--- Task prompt ---
Which symbols does the depth-distortion passage below define right after formula (9), and what does each one stand for?

--- Extracted text ---

Figures 3a, b show 3D images of spatial distribution of plane fit residuals of depth image (red dots) from the SS device.

Fig. 3.
figure 3

3D images of spatial distribution of the plane fit residuals: of distorted depth maps (red dots), of undistorted depth maps (green dots), along with the view of zero level at different distances a 1007.85 mm, b 2030.71 mm (Color figure online)

Fig. 4.
figure 4

a Standard deviation of difference between depth values and their projections onto the fitted plane. b The evaluated depth distortion pattern

Figure 4a show values of standard deviation of plane fit residuals \(std(\varDelta Z = Z_p - Z_D)\) for different plane distances \(d_p\). By comparing the figures one can note that the shape of the spatial depth distortions does not change with the distance but the magnitude of the distortions increases as the distance of the plane increases. In order to correct the depth images captured by the SS device the following spatial depth distortion model is proposed. The model is similar to the one proposed by Herrera [5] but it is defined in the depth domain instead of disparity domain and the function depicting the change of distortions magnitude is approximated by a polynomial. The proposed model can be described by the following formula:

$$\begin{aligned} Z'_D(x,y) = Z_D(x,y) + f(Z_D(x,y)) D(x,y) \end{aligned}$$
(9)

where \(Z'_D(x,y)\) is the corrected depth value at x, y coordinates, \(f(Z_D)\) is the function describing the change of the magnitude of spatial depth distortions, D(xy) is an array storing spatial depth distortions pattern.

--- Dataset entries ---
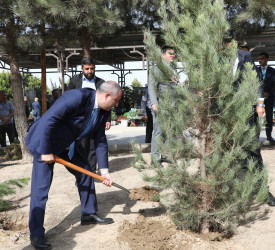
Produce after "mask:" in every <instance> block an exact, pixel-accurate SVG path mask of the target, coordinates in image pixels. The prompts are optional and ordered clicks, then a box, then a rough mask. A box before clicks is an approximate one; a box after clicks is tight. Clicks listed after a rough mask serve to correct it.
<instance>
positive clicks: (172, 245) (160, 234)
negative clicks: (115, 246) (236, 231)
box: [117, 215, 211, 250]
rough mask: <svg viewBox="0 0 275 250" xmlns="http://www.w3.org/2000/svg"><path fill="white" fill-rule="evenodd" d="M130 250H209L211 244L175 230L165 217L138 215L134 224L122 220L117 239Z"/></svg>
mask: <svg viewBox="0 0 275 250" xmlns="http://www.w3.org/2000/svg"><path fill="white" fill-rule="evenodd" d="M117 240H118V242H119V243H121V244H123V245H125V243H126V244H128V246H129V247H130V249H132V250H140V249H146V250H151V249H162V250H164V249H165V250H172V249H173V250H174V249H176V250H181V249H192V250H193V249H211V243H210V242H207V241H205V240H203V239H200V238H198V237H194V235H191V234H188V233H186V232H184V231H180V230H177V228H176V226H175V225H173V224H171V222H170V221H168V220H167V218H166V217H165V216H161V217H158V218H155V219H152V218H146V217H144V216H143V215H140V216H139V217H138V218H137V220H136V221H135V222H134V223H130V222H129V221H128V220H124V221H123V223H122V226H120V228H119V234H118V237H117Z"/></svg>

--- Expected output ---
- Z'_D(x,y): the corrected depth value at x, y coordinates
- f(Z_D): the function describing the change of the magnitude of spatial depth distortions
- D(x,y): an array storing the spatial depth distortions pattern